**STATED PROBLEM 1:** Repeat the passage of the court excerpt starting with "In the fall" and going on through "teacher. (Pl. Dep. p. 30-31).".

In the fall of 2003, other teachers at MSD began to ostracize her once it was known that she would not be in the Title I position the following year. (Pl. Dep. p. 30-31). Also, a teacher told Byers that Pam Larson would be the new Title I teacher. (Pl. Dep. p. 30-31).

In November or December 2003, Byers was discussing anticipated openings in the school corporation with another teacher in the faculty lounge. (Pl. Dep. p. 55-56; 59). Principal Beyer overheard the conversation and told them that there were no openings at Warren Central, but there would be other positions in the school district. (Beyer Aff. ¶ 6). Byers told Principal Beyer that she wanted the first grade position at Williamsport. (Pl. Dep. p. 55; Beyer Aff. ¶ +7). In response, Principal Beyer said "I don't have to give you that job," and "what makes you think you deserve the position." (Pl. Dep. p. 56). Nevertheless, Principal Beyer told her that he would pass her request on to the superintendent and that the school district had the right to assign teachers. (Beyer Aff. ¶ 7).

**RECORD EXTRACTS:**
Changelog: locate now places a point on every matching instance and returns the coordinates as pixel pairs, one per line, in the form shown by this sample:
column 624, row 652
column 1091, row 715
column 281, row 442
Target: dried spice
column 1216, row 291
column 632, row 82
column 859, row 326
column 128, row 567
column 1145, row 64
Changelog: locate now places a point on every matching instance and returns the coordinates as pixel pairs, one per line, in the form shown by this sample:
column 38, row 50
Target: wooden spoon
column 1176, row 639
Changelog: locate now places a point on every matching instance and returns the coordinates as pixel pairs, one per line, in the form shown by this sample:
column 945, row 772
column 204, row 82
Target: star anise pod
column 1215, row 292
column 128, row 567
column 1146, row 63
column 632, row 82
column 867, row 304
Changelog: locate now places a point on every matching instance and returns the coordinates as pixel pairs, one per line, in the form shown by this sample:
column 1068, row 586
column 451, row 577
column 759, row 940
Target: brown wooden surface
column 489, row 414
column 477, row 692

**STATED PROBLEM 2:** In the rows, starting with the first line and going on through the line with "column 867, row 304", swap "Target" for "Object" and leave everything else unchanged; return only those lines.

**WRITTEN RESPONSE 1:**
In the fall of 2003, other teachers at MSD began to ostracize her once it was known that she would not be in the Title I position the following year. (Pl. Dep. p. 30-31). Also, a teacher told Byers that Pam Larson would be the new Title I teacher. (Pl. Dep. p. 30-31).

**WRITTEN RESPONSE 2:**
Changelog: locate now places a point on every matching instance and returns the coordinates as pixel pairs, one per line, in the form shown by this sample:
column 624, row 652
column 1091, row 715
column 281, row 442
Object: dried spice
column 1216, row 291
column 632, row 82
column 859, row 326
column 128, row 567
column 1145, row 64
Changelog: locate now places a point on every matching instance and returns the coordinates as pixel pairs, one per line, in the form shown by this sample:
column 38, row 50
Object: wooden spoon
column 1176, row 639
Changelog: locate now places a point on every matching instance and returns the coordinates as pixel pairs, one per line, in the form shown by this sample:
column 945, row 772
column 204, row 82
Object: star anise pod
column 1215, row 292
column 128, row 567
column 1146, row 63
column 632, row 82
column 867, row 304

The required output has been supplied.